> [WORK INSTRUCTION]: Return the whole listing exactly as it stands.

> [GIVEN ENTRIES]:
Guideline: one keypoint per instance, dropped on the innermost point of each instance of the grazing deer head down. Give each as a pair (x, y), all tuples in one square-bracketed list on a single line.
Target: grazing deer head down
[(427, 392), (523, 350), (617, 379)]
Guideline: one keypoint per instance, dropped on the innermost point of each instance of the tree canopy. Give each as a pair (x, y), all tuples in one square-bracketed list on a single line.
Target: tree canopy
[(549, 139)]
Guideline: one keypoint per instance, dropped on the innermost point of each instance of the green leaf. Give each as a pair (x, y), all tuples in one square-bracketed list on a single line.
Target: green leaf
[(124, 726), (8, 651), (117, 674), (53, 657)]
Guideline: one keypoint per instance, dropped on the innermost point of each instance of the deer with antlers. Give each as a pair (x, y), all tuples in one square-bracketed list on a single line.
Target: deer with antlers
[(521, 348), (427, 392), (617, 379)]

> [ANSWER TO THIS EXERCISE]:
Guideline: one keypoint per instance, dropped on the innermost point of each instance of the grazing deer head down. Give each as a pair (x, y), all tuples in one square-bracketed list on a single line.
Target: grazing deer head down
[(427, 392), (523, 350), (617, 379)]
Guideline: one keypoint per instance, dropped on the innermost point of each instance of the tree canopy. Give each as a pair (x, y), all tuples in one square-bracketed list on a single line.
Target: tree canopy
[(549, 139)]
Guideline: one keypoint per instance, dropped on the innermost point of each instance of the green leaf. Give each as a pair (x, y), all tuples in one square-bracketed list on a single line.
Target: green leaf
[(124, 726), (8, 651), (117, 674), (53, 657)]
Guideline: one keypoint per instance, dropped on the innermost point of each instance of the deer with antlers. Give each as a pair (x, y), all tuples in one square-bracketed list on a single line.
Target: deer with antlers
[(521, 348), (427, 392), (617, 379)]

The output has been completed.